● WORK TO COMPLETE
Return every line of the entries below that contains the word "plate".

● ● ● ● ●

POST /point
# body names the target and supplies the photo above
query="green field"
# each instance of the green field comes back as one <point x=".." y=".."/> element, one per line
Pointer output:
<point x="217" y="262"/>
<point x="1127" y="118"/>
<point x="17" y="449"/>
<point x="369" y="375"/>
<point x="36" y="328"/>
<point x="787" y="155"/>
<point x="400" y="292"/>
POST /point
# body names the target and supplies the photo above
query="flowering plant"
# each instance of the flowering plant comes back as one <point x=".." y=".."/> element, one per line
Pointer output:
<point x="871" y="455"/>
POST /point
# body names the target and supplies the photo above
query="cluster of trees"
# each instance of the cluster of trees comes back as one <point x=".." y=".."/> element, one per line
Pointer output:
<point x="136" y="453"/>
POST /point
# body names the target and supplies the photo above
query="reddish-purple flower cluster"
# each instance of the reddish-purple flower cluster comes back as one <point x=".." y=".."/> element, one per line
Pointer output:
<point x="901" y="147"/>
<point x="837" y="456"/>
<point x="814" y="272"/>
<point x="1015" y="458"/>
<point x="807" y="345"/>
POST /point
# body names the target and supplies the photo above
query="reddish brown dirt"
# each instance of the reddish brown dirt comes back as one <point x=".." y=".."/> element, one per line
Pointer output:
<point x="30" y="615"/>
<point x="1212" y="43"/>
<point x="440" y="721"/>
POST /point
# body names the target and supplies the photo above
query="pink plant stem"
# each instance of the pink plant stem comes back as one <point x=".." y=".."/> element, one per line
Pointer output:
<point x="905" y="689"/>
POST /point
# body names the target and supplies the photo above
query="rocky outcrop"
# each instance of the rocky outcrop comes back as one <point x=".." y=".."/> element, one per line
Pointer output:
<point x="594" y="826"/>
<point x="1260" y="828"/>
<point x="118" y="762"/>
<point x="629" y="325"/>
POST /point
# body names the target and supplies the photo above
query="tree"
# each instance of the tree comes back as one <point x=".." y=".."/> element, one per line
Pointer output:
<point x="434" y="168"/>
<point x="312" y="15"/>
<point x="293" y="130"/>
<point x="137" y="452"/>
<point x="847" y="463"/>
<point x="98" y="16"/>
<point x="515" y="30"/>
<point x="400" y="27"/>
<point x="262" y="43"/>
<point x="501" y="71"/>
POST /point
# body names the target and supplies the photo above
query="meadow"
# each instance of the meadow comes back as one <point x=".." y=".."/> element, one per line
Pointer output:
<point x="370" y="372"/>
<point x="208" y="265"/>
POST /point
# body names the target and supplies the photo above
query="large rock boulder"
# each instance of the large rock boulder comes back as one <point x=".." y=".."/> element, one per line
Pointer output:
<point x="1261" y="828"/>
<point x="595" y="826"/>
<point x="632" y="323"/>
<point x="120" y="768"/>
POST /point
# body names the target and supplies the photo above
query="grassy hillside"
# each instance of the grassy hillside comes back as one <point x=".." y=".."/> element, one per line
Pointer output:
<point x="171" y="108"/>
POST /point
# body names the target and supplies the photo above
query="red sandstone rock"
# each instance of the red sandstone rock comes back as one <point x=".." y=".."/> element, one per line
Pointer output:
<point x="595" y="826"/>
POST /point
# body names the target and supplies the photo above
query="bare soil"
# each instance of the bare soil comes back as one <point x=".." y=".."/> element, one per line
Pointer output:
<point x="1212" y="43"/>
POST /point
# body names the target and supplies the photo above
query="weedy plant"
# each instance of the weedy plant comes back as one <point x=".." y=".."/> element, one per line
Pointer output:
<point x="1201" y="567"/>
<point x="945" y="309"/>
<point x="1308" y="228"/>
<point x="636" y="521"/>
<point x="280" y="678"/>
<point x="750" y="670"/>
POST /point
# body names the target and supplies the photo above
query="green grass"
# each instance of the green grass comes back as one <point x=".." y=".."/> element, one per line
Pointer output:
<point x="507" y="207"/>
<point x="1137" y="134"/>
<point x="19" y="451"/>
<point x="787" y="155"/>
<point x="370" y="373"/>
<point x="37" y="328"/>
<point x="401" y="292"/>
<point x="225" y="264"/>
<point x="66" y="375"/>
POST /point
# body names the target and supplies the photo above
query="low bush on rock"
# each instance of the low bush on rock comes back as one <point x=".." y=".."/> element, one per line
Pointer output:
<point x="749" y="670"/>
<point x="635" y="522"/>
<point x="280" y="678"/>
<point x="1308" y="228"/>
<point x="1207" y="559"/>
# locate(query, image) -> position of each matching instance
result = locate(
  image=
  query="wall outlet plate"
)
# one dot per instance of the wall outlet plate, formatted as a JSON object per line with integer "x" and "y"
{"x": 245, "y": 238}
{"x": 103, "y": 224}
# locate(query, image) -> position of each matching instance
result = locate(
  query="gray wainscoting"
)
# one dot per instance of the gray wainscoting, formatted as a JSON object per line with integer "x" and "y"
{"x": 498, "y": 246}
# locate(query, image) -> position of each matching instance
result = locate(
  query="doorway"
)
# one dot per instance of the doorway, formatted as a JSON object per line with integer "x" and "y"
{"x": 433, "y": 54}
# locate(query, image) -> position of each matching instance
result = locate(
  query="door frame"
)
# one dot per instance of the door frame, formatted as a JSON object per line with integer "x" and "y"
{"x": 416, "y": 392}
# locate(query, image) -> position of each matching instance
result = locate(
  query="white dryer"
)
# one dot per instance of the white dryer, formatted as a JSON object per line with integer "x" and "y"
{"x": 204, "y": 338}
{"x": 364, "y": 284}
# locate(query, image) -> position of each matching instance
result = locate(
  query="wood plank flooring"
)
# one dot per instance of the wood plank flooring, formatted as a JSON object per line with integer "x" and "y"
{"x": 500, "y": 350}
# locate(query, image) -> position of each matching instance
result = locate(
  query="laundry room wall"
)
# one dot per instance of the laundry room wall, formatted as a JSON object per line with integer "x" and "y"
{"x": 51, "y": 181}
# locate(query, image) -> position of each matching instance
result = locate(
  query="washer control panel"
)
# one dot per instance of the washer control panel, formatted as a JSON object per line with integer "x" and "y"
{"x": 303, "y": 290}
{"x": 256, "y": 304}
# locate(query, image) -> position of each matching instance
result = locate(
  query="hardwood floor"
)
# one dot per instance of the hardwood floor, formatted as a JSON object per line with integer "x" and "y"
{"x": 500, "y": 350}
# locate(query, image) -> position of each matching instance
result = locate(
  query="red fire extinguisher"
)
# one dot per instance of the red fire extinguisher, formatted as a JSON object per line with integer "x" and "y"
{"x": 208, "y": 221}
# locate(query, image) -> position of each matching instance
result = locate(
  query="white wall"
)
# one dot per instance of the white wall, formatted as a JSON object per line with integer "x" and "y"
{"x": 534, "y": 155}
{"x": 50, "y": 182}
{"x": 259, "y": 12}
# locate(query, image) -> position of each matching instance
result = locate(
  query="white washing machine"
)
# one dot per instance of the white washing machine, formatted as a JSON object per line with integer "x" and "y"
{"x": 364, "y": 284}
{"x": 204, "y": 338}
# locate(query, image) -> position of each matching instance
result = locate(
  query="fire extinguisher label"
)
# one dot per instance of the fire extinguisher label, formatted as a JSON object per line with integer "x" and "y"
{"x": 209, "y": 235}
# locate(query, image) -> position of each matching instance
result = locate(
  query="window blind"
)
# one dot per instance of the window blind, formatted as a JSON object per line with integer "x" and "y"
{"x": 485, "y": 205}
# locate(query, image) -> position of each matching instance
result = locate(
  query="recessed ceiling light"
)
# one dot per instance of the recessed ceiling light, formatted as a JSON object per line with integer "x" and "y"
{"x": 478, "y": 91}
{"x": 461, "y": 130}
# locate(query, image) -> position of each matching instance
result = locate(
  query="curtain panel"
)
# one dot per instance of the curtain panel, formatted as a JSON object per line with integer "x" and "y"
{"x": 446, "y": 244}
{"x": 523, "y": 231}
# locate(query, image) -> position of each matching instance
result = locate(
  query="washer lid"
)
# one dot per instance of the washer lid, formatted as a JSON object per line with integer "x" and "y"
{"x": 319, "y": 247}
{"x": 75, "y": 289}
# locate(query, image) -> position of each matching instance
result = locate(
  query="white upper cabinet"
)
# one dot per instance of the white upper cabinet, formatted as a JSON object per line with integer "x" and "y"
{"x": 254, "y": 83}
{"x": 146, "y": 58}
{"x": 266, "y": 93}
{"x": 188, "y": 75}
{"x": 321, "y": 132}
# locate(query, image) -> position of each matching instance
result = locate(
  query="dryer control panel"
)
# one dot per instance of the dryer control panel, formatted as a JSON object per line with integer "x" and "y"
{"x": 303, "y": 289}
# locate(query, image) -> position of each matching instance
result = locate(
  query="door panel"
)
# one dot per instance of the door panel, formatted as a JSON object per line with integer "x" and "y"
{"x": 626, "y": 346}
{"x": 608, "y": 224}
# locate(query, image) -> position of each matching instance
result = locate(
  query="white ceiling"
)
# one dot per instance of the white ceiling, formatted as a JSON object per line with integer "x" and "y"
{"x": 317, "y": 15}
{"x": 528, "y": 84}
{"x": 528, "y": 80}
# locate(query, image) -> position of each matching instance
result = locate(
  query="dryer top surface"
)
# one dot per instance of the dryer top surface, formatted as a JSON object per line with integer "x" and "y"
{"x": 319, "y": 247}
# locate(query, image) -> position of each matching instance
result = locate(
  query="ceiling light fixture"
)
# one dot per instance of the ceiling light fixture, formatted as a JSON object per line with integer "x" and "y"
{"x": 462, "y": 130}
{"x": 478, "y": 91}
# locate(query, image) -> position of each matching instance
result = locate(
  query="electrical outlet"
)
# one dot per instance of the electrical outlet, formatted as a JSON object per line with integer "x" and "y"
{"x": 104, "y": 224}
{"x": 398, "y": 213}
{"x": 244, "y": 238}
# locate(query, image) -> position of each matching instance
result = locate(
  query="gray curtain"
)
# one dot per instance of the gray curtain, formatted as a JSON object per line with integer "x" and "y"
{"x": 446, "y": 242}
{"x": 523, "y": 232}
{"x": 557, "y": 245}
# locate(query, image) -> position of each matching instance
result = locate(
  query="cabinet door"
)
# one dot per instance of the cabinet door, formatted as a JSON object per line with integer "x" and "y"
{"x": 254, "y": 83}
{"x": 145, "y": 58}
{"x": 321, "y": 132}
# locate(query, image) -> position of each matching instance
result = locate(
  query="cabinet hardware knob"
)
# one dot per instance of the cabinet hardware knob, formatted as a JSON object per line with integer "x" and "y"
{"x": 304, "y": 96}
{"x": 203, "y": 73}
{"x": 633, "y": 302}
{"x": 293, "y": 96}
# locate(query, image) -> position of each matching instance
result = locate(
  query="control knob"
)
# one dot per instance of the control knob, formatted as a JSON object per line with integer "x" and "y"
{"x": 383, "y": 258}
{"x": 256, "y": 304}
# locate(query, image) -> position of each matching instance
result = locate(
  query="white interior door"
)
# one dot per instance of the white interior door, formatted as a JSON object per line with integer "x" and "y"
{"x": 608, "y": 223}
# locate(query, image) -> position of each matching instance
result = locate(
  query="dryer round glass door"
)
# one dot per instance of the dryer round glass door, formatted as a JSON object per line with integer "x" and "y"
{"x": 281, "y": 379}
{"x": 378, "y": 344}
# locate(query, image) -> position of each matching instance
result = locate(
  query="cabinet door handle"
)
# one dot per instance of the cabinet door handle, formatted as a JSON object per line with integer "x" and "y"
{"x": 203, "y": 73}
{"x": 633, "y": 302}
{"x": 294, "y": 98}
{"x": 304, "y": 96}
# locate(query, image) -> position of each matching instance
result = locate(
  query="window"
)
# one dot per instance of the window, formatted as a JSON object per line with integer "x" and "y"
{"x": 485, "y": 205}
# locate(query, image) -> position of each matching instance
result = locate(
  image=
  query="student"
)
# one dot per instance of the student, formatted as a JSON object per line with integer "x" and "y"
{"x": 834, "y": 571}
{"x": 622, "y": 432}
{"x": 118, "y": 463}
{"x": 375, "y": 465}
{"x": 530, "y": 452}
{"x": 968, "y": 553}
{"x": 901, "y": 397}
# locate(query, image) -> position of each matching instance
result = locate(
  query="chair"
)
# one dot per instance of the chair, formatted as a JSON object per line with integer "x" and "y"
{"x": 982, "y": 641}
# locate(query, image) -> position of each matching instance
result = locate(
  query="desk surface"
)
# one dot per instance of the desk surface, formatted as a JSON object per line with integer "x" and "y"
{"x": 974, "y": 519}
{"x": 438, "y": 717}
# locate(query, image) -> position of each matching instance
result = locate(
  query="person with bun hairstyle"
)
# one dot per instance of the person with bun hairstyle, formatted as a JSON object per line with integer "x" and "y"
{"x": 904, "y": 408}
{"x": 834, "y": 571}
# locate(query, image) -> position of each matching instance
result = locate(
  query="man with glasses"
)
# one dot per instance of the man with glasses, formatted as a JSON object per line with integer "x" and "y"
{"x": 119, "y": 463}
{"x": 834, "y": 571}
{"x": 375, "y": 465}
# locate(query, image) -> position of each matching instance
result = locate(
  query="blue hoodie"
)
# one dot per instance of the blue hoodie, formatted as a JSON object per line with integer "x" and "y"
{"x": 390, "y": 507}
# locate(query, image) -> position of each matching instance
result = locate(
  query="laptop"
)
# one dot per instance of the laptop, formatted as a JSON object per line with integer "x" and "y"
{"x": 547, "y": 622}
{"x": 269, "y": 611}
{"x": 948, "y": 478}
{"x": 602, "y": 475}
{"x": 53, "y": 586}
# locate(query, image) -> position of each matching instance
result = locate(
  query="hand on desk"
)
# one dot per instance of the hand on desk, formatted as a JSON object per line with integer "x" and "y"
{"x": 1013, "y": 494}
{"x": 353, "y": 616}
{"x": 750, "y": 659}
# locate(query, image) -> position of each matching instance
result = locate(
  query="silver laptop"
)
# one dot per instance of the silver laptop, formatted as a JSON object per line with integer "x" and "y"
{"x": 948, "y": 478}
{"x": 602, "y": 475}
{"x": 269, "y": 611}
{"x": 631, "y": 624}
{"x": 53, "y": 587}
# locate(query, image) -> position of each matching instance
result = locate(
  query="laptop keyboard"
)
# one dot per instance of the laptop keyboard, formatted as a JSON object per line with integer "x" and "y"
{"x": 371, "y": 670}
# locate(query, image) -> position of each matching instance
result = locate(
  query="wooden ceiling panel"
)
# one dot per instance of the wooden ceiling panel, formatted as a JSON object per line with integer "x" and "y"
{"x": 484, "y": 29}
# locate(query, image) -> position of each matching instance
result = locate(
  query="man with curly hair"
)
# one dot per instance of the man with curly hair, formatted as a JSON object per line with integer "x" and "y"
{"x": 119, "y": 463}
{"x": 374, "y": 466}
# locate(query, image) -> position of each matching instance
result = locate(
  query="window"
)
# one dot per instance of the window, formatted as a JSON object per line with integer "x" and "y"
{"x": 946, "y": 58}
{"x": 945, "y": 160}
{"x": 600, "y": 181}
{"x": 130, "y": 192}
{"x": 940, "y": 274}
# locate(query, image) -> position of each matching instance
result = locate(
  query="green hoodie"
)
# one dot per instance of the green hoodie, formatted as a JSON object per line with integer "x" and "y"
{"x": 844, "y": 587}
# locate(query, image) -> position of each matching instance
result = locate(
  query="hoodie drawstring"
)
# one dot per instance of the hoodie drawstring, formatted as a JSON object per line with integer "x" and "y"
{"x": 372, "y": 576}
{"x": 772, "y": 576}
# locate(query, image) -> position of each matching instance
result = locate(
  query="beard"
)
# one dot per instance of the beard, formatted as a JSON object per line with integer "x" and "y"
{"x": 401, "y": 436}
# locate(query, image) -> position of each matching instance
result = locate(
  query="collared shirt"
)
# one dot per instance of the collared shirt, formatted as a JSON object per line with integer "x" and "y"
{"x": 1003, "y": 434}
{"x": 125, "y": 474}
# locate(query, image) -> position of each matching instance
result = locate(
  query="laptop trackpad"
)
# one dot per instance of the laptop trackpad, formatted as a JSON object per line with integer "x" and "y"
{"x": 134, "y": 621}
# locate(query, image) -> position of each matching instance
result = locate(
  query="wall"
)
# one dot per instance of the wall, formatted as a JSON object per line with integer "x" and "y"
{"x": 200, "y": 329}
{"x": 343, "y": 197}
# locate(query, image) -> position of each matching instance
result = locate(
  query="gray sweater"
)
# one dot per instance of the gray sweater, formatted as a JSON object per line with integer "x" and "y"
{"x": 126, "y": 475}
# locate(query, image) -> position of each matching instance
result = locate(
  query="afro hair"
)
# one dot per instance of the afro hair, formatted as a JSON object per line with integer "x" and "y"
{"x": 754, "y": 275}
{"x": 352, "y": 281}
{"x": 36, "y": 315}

● ● ● ● ●

● REPLY TO THE EXERCISE
  query="wall outlet plate"
# one dot per instance of the wall outlet plate, formatted as a JSON object per line with integer "x" and "y"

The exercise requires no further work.